CHALLENGE: Reproduce the stretch of material below from the line containing "the stadium light" through the line containing "x=234, y=96", character for character, and leave the pictures out.

-------- MATERIALS PROVIDED

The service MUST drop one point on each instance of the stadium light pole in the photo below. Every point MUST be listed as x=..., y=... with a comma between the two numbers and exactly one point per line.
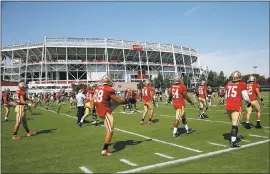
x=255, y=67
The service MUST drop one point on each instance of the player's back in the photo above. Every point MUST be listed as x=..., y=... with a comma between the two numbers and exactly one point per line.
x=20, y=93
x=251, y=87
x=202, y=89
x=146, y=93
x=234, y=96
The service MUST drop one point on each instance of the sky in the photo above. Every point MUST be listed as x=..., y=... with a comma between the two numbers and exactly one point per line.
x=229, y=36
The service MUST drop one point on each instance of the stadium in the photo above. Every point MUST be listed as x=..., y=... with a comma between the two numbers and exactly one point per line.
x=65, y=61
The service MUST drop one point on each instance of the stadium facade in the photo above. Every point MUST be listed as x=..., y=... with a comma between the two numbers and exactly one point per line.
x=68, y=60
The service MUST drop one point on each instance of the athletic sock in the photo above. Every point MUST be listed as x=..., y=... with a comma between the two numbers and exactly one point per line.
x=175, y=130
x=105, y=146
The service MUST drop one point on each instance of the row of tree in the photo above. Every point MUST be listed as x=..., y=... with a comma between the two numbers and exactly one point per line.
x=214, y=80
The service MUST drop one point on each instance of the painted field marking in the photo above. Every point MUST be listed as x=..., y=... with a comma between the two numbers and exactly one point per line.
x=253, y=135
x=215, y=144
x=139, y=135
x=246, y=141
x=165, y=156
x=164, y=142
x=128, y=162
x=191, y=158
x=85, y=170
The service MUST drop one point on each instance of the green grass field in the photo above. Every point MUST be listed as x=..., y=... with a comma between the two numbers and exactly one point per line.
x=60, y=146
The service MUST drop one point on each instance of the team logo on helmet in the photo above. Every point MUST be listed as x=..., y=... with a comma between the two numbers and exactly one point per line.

----------------
-------- MATERIALS PROVIDED

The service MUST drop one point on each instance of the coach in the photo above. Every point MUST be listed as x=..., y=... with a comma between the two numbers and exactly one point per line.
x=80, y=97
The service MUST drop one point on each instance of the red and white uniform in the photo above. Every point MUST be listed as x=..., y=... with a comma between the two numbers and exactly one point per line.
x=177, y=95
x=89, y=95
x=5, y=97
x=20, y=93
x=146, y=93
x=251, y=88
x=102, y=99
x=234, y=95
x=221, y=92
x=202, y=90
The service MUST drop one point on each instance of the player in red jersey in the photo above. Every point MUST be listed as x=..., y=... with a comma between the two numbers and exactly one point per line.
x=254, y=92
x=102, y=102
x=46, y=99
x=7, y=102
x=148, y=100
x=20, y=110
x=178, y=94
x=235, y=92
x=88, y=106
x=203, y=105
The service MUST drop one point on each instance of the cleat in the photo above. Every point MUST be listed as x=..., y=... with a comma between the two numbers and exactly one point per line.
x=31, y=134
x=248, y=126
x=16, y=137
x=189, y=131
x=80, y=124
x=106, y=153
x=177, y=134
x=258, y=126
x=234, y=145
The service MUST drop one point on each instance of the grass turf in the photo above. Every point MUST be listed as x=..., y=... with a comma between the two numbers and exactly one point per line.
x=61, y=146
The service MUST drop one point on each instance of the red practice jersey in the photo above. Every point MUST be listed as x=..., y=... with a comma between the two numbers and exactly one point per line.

----------------

REPLY:
The service MUST drop one point on each instance of the stadium light pole in the photo below. Every point MUST be listed as x=..., y=... with a comma between the two numbers and exactly one point per line.
x=255, y=67
The service MUST drop one point on each instance of the player's back in the photo above. Every point MUST be listed as x=..., y=... with a comma between the two numbers and exactly one point per line.
x=20, y=93
x=251, y=87
x=202, y=89
x=146, y=93
x=234, y=96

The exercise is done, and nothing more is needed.